Provided data |
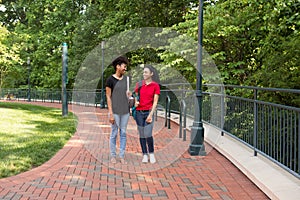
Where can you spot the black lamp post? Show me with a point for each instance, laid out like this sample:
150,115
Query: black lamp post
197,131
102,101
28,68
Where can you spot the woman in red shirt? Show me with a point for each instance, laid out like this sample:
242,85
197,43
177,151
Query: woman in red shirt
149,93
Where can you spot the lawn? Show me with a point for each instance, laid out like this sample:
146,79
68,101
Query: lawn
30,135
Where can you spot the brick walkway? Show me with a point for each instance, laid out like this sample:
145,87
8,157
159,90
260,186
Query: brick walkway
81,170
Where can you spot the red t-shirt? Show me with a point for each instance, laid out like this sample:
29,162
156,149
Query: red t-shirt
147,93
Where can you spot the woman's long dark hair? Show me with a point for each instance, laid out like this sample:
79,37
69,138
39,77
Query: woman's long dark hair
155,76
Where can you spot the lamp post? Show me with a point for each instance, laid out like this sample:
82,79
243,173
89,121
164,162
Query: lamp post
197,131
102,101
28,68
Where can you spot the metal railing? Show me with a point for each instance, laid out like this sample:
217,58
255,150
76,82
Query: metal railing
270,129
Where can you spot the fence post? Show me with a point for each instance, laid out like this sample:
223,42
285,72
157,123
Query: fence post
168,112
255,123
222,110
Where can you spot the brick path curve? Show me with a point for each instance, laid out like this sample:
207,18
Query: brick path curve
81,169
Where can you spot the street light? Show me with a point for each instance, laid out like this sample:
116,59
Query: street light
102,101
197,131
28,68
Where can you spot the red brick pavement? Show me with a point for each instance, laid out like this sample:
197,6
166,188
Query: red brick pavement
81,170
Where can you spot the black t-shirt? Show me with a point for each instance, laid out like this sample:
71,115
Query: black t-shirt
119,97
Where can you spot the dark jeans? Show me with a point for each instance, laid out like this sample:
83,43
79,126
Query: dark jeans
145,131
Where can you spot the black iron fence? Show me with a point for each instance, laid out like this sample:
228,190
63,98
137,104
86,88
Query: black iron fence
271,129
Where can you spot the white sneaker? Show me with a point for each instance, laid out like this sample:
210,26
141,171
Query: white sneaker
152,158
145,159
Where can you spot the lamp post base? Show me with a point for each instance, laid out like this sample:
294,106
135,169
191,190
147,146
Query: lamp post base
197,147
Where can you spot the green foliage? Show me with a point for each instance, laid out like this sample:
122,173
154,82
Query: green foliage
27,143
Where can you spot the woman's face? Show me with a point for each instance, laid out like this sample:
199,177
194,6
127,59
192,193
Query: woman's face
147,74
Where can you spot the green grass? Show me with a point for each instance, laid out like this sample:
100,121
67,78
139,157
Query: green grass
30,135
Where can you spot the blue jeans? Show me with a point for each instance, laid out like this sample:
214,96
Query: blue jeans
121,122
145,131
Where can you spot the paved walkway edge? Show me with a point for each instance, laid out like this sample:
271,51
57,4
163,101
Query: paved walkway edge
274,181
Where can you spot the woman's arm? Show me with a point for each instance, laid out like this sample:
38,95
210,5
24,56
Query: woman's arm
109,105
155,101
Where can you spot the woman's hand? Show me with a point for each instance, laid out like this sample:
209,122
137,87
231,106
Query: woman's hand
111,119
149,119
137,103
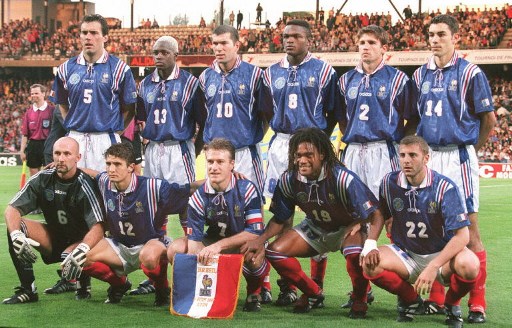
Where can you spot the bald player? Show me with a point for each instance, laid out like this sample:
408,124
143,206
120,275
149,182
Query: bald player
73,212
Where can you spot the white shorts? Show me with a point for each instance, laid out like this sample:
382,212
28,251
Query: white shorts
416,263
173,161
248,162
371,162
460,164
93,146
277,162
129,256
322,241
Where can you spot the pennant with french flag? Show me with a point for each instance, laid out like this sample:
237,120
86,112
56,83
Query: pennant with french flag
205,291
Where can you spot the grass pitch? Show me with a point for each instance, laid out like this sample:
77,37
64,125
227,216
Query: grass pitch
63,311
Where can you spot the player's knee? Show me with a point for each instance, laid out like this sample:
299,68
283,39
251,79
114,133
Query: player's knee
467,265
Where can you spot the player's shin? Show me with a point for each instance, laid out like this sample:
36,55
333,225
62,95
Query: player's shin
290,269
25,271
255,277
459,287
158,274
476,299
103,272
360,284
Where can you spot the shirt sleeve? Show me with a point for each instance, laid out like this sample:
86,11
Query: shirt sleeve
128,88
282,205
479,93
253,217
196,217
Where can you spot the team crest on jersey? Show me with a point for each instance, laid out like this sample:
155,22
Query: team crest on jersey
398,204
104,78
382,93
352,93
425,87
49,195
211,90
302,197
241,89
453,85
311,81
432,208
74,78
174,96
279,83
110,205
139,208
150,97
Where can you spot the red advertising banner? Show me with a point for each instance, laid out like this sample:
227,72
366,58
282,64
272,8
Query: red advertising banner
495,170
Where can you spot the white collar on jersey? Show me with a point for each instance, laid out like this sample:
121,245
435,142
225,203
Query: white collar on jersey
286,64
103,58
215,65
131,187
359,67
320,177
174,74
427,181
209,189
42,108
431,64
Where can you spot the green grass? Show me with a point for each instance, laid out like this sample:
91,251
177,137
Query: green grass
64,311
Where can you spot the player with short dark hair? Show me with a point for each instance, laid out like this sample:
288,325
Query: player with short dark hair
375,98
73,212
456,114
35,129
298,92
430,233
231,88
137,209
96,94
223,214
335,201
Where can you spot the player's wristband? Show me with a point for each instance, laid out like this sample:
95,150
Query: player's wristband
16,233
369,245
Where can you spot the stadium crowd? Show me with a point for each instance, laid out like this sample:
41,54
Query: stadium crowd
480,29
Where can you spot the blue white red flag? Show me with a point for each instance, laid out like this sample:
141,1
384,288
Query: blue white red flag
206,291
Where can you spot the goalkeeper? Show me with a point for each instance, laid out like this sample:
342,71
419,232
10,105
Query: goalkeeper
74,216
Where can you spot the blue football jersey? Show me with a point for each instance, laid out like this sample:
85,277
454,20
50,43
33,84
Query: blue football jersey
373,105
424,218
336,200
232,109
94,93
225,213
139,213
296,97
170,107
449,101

Goal |
Print the listing above in full, exactly as written. Omit any pictures.

Task result |
Where can you spot the black lamp post? Show me with a point for each instance, laid out like this sample:
150,115
Query: black lamp post
197,131
102,101
28,68
Where can you spot the woman in red shirt? Show me with a point for each instance, laid out like this sample:
242,85
197,43
177,151
Query: woman in red shirt
149,93
Where can you spot the lawn? Show me with a point for each instance, laid out like this sample:
146,79
68,101
Query: lawn
30,135
Where can you spot the brick walkway? Show me with a point for each instance, laid out like this sample:
145,87
8,157
159,90
260,186
Query: brick walkway
81,170
Where can you spot the red t-shirt? Show me with a point for each instance, laid out like this sample:
29,162
156,149
Query: red t-shirt
147,93
Where can you spot the woman's long dark hair? Show me with a point for each instance, laid out like this sample:
79,37
69,138
39,77
Query: woman's long dark hair
155,76
Where can you spot the lamp post? Show me with a point for each instance, laid out like this sample:
82,79
243,173
89,121
164,162
Query: lamp post
197,131
102,101
28,68
Where can you spot the metal railing? Show me with a point for each instance, laid out like this sample:
217,58
255,150
76,82
Query: metal railing
270,129
Where can you spot the fence post? Show me with a point for each instance, laid out like this sample:
223,42
285,72
157,123
Query: fence post
168,112
255,123
222,110
Where can you spot the brick path curve? Show me with a point for each instance, laid out like this sample:
207,18
Query: brick path curve
81,169
Where can you spot the street light? Show me with a point for each instance, laid out like this sample:
116,59
Query: street light
102,101
197,131
28,68
Where can you spot the red brick pavement? Show me with a point for each instance, laid out like this sample:
197,6
166,188
Query: red brick pavement
81,170
Where can you spot the black t-shirt? Show me with a point for each instance, laid out like this sample:
71,115
Query: black t-shirt
119,97
Where can you spot the dark jeans? Show me with a point for each instance, laid out like this sample:
83,43
79,126
Query: dark jeans
145,131
Where can you spot the black iron fence? Show me with a point for each instance, laid out like this sample:
228,190
63,98
137,104
86,88
Query: black iron fence
271,129
Where can you spot the white sneaker? Show me with a point for each instance, laid out like this sample:
210,26
141,171
Query: white sneaker
152,158
145,159
Where can you spot the lamp post base? Show me with a point for each instance, laid out like this sample:
294,106
135,169
191,190
147,146
Query: lamp post base
197,147
Where can you spot the green foliage? Show me with a point for each instance, laid out like this sample:
122,173
154,82
Query: green foliage
27,143
Where can you spot the woman's face? Show me with a point for each instance, laid out like this sample:
199,177
194,6
127,59
192,193
Query: woman's face
147,74
Where can you spot the green grass? Show me with a point for each instance, laid out like this sample:
100,121
67,78
139,157
Query: green grass
30,135
Where can you spot the blue jeans? Show me with a point for each instance, laid out like this sample:
214,96
Query: blue jeans
121,122
145,131
Where can you spot the paved walkway edge? Show me with a point for each instance, laid out like this sample:
271,51
57,4
163,101
Query: paved walkway edge
274,181
Where can you spot the woman's arm? Show me with a point for each instance, laid out like this sample:
38,95
210,5
24,56
Query: woman's arm
109,105
155,101
Where can you spot the woman's hand? Show me with a point for each instance, laid out like this sample:
209,122
137,87
231,106
Query: woman's hand
111,119
149,119
137,103
Where can you spot the bald player? Show me with a point for each instance, laid out like this sample:
408,124
143,206
120,275
149,182
Query: bald player
73,212
Where can you spot the white shorts? Show me with a point for each instance, laid out like this sample:
382,212
28,251
Query: white shorts
416,263
173,161
248,162
371,162
460,164
93,146
277,162
129,256
322,241
Where can you spot the pennant with french flag? Show me with a point for each instance, laid out like this sample:
237,120
86,112
56,83
Query: pennant with french flag
205,291
Where can you spot the grass pitch? Show me with a point for each instance, laid out like this sample:
77,37
64,125
227,216
Query: grass pitch
63,311
Where can you spot the player's knee? Show me with a point for each instance, laid out like this sample:
299,68
283,39
251,79
114,133
Query: player's knee
467,265
Where can you spot the player's shin? Show me with a point for each instance, laid out like this sample:
36,55
333,225
62,95
Query: player's shin
290,269
25,271
255,277
459,287
158,274
476,299
103,272
360,284
Where can you spot the shirt sleeve? Show me with a point for each instance, laid out like this sample:
86,11
Query: shirt sleeve
128,88
282,205
479,93
253,217
196,217
Where can you spot the team crest on jersey? Show me with a point for each instance, laid out like this sample:
155,22
Query: team crest on jersey
398,204
104,78
382,93
352,93
425,87
49,195
211,90
302,197
241,89
453,85
311,81
432,208
74,78
174,96
279,83
110,205
139,208
150,97
Where can you spot the red advertising banner? Show me with a point for each instance, laid out like this sample:
227,72
366,58
282,64
272,8
Query: red advertising banner
495,170
Where can you spot the white collar on jersey? Show me with a point for each instance, laid out like this sample:
121,245
435,142
225,203
Query: white collar on jersey
286,64
103,58
215,65
131,187
359,67
320,177
174,74
427,181
209,189
42,108
431,64
Where can you spot the green grass? Show me with a point for each instance, laid out like this sample:
91,251
177,137
Query: green grass
64,311
Where can you spot the player with short dark hair? Show me with a point for each instance, laid out like this sample:
288,325
Query: player with short dark hair
375,98
73,212
456,114
35,129
298,92
430,233
231,88
137,209
96,94
223,214
335,201
Where can you spot the player's wristband? Show me with a point for each instance, laid out like this sample:
95,150
Query: player's wristband
16,233
369,245
Where can you spot the stadium crowd? Show me with a point for each instance, laid out like this sample:
41,54
Query: stadium crowd
480,29
Where can you spot the blue white red flag? Show me with a point for each instance, laid out like this sample:
141,1
384,288
Query: blue white red flag
206,291
Where can you spot the goalkeeper? Show me with a point for each instance, laid out like this sample:
342,71
419,232
10,105
Query: goalkeeper
74,216
Where can you spot the blue football jersey? Show me with a point for each instance, laid out like this sample:
85,277
454,20
50,43
33,84
Query: blue football jersey
373,105
424,218
336,200
232,109
94,93
225,213
139,213
296,97
170,107
449,101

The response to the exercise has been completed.